Leave out the pictures and retype exactly the lines from the one with "Note to the class: point to the man in black jacket" through the end of the records.

━━━ Excerpted records

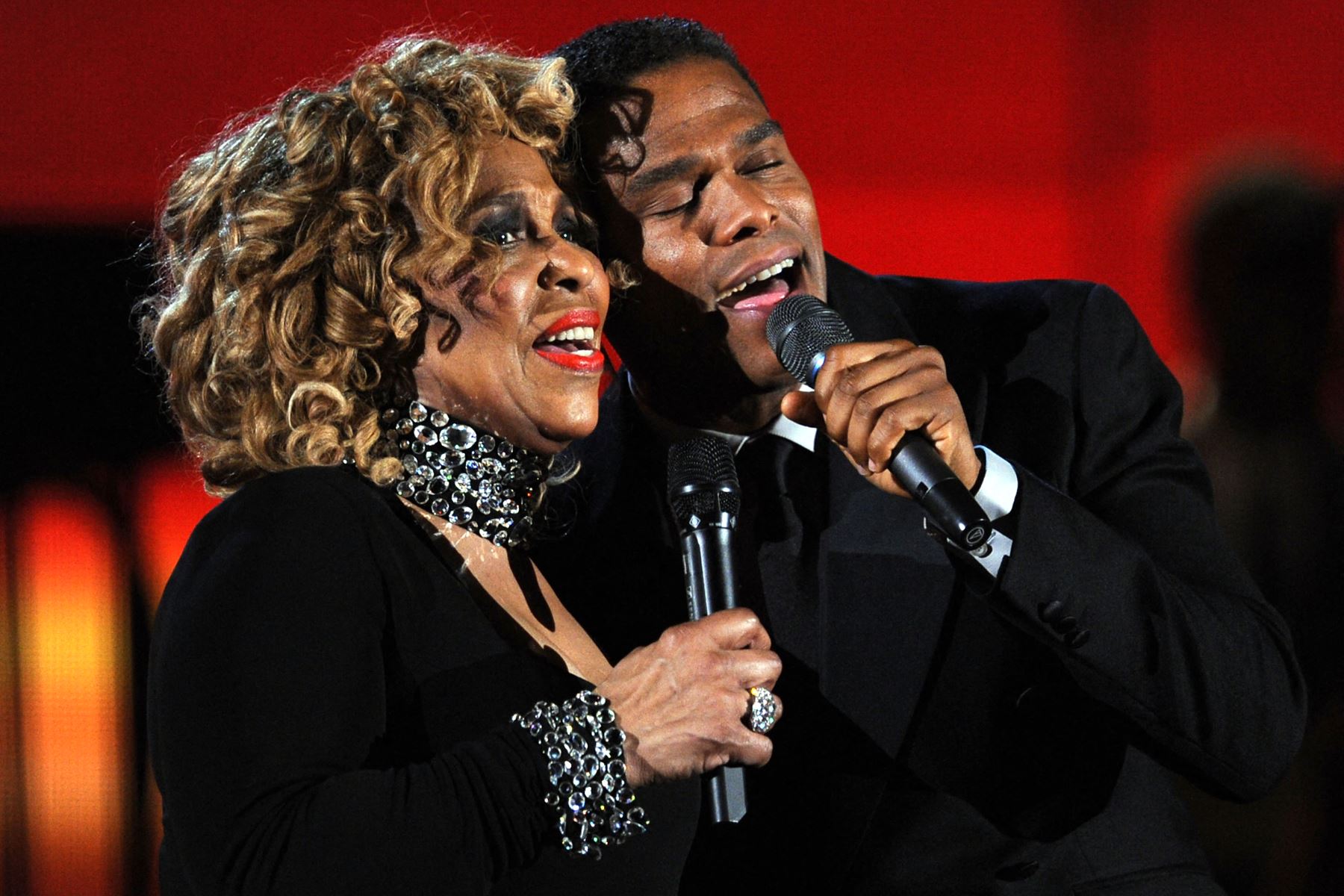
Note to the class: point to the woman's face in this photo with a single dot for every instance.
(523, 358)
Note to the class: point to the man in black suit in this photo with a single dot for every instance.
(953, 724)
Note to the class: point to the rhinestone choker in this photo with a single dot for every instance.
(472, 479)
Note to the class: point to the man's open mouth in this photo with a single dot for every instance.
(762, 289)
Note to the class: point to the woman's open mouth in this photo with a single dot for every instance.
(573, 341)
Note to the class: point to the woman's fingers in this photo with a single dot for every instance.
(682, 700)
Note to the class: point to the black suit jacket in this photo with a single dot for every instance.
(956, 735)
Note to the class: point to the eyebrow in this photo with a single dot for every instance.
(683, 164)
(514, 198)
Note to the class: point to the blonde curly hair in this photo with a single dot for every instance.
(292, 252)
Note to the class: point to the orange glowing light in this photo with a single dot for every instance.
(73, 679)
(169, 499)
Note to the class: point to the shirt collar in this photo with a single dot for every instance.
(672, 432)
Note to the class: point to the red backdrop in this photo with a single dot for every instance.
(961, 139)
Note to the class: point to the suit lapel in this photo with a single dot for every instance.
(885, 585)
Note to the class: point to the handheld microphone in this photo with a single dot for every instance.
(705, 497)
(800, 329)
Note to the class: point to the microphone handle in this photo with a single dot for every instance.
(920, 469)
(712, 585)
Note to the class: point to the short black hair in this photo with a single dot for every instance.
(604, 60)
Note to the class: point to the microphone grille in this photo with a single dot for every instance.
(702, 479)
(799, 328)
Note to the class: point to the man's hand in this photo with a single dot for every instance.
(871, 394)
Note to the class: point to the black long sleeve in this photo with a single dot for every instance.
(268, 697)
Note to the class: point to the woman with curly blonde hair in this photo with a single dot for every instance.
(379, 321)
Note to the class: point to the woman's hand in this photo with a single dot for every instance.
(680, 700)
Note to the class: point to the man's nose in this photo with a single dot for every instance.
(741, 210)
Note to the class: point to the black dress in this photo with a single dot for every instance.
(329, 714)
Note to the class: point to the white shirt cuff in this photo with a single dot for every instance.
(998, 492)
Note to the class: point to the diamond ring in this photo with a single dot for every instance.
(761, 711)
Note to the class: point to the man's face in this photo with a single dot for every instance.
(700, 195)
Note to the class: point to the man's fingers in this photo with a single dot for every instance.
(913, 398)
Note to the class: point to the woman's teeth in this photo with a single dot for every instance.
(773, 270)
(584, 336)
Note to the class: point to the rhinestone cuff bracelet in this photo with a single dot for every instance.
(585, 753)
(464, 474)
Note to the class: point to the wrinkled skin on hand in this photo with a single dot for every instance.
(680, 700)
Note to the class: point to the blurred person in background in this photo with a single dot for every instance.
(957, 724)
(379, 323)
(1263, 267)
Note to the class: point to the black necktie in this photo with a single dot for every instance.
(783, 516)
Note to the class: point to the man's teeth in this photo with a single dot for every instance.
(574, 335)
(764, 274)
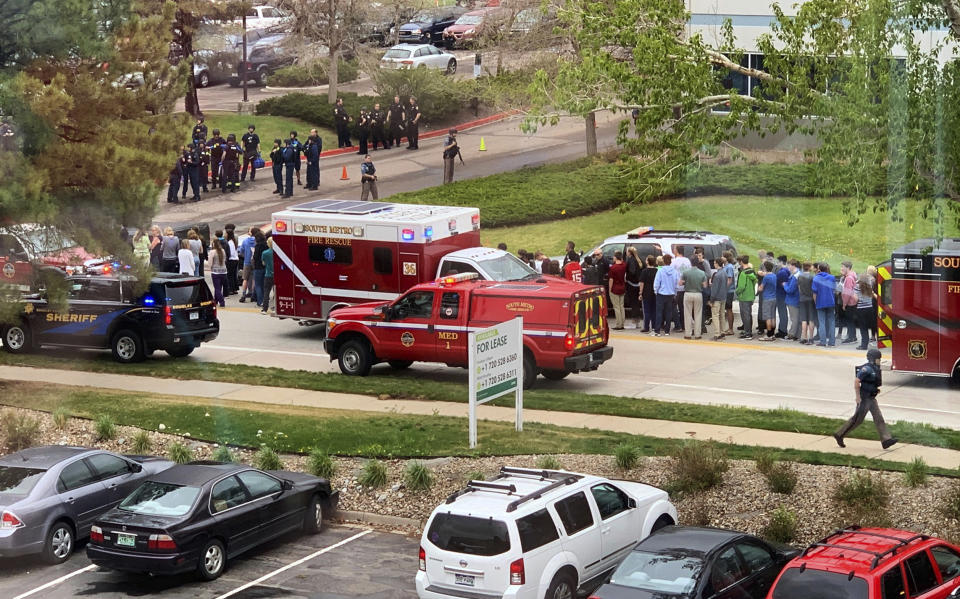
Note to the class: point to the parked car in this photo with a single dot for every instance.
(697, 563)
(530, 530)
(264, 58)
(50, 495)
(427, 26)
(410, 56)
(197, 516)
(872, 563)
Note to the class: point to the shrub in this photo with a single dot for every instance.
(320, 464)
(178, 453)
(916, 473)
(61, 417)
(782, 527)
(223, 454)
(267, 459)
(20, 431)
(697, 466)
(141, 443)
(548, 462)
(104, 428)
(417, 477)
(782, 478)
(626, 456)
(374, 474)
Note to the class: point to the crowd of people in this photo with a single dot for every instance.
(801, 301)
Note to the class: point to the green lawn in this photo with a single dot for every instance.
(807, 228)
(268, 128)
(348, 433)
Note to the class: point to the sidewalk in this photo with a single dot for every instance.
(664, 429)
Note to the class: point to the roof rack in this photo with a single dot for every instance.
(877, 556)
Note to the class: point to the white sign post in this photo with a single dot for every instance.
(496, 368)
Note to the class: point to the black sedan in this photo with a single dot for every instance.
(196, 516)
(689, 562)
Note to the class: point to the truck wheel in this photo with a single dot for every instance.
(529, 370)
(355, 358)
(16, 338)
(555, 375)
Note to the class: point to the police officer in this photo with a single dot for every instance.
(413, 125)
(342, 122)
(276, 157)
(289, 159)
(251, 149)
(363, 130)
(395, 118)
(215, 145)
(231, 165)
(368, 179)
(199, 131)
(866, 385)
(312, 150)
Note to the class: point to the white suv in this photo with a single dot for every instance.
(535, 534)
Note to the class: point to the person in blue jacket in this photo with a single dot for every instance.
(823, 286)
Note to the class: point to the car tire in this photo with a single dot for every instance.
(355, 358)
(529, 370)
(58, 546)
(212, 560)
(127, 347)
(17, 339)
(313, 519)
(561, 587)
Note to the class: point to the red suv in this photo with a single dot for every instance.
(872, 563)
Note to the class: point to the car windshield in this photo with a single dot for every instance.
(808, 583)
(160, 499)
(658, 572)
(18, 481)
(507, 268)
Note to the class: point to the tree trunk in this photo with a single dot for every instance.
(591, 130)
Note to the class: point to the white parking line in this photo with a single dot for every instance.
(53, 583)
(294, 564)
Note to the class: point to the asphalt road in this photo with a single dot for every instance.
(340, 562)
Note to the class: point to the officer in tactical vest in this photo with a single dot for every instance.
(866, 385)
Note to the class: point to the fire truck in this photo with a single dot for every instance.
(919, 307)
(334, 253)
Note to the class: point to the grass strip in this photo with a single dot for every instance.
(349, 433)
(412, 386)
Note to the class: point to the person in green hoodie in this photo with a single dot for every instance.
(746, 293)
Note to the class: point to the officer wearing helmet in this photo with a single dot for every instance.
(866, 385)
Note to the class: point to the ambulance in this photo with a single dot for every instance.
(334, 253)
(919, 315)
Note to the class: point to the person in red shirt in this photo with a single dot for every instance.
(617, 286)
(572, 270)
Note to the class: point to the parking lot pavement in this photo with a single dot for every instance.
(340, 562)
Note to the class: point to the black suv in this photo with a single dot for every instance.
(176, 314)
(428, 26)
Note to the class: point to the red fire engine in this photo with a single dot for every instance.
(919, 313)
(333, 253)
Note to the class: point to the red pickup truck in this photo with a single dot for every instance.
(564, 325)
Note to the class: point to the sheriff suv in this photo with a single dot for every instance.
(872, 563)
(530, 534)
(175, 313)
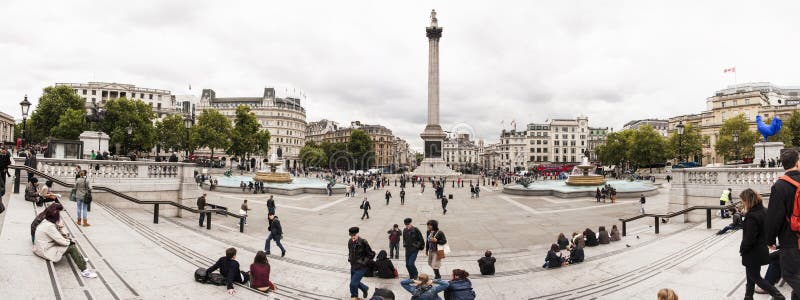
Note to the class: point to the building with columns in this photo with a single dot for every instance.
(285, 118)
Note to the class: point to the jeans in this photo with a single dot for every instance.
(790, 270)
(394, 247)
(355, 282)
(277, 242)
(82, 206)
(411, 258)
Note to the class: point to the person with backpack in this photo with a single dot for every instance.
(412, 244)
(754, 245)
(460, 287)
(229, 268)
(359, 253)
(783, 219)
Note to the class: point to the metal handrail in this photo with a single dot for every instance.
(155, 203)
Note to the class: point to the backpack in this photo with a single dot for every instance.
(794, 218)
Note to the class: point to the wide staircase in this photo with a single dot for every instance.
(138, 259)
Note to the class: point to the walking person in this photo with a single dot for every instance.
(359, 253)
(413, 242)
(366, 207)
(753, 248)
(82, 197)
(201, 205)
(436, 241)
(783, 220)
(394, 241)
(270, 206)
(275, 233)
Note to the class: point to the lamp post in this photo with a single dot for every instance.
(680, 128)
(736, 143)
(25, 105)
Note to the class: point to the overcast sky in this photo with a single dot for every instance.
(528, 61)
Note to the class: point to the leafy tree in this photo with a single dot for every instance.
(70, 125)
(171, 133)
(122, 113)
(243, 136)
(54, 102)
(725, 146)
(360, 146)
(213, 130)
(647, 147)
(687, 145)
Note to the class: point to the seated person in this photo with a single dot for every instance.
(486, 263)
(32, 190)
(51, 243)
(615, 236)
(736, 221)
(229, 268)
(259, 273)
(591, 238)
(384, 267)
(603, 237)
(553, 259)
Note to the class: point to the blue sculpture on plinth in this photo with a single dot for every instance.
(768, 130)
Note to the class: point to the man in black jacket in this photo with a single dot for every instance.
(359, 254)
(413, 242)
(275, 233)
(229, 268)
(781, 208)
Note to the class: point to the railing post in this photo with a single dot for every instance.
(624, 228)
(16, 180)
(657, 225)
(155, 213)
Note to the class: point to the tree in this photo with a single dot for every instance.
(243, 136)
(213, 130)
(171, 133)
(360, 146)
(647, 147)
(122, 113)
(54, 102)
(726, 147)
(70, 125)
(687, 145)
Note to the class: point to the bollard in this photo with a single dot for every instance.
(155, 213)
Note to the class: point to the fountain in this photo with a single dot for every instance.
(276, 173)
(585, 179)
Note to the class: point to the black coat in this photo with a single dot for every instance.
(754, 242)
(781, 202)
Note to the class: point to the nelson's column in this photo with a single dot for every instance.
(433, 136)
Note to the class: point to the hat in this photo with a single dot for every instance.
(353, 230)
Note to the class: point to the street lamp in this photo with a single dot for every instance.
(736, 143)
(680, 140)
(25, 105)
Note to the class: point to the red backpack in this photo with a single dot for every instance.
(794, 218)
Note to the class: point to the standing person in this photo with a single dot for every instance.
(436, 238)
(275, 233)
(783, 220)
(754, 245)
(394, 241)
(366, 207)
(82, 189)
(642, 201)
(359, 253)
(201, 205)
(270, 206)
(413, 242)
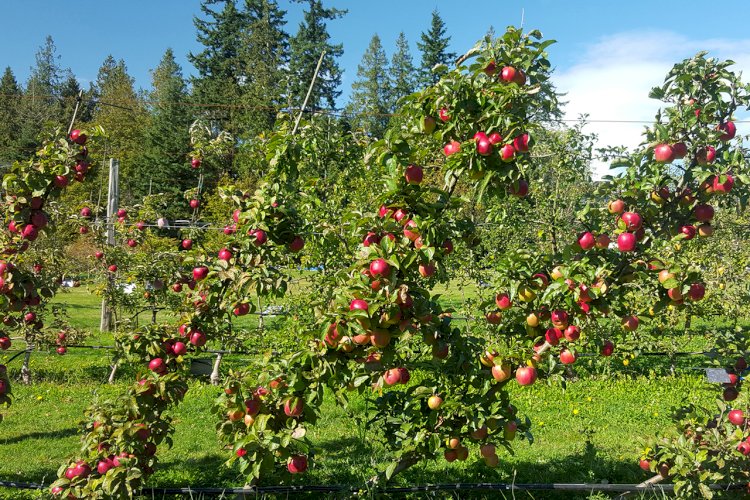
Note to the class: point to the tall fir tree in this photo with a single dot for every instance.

━━━━━━

▸ Task response
Note to the class: point to the man in black jacket in this photo with a single dot for every instance.
(359, 254)
(413, 242)
(275, 233)
(229, 268)
(781, 208)
Note to the class: point to the railing post in this photo with a single dot for every instance.
(624, 228)
(16, 180)
(657, 225)
(155, 213)
Note to the class: point to the tree in this photo with a single dot for every instance.
(243, 136)
(213, 130)
(171, 133)
(360, 146)
(647, 147)
(122, 113)
(54, 102)
(726, 147)
(70, 125)
(687, 145)
Note to the class: point to the bollard in this photo with a single dot for every instance.
(155, 213)
Note to the class: point to the fountain in this photo with a single dot for every instance.
(276, 173)
(585, 179)
Note to the class: point to the black coat in this photo with a single dot for every instance.
(754, 242)
(781, 202)
Note to the class: point to the nelson's column in this photo with a single dot for every instance.
(433, 136)
Note to the class: point to the hat in this photo with a single dot for every instance.
(353, 230)
Note to the class: point to the street lamp in this photo with a single dot for every instance.
(736, 143)
(680, 140)
(25, 105)
Note to the class: point to the red backpack in this photo with a single dot for every instance.
(794, 218)
Note to the class: point to the standing person in this photo with a single dot for every instance.
(436, 238)
(275, 233)
(783, 220)
(754, 245)
(394, 241)
(366, 207)
(82, 189)
(642, 201)
(359, 253)
(201, 205)
(270, 206)
(413, 242)
Note to the class: point to the tall fir tree in this photo with a single dot for every instance.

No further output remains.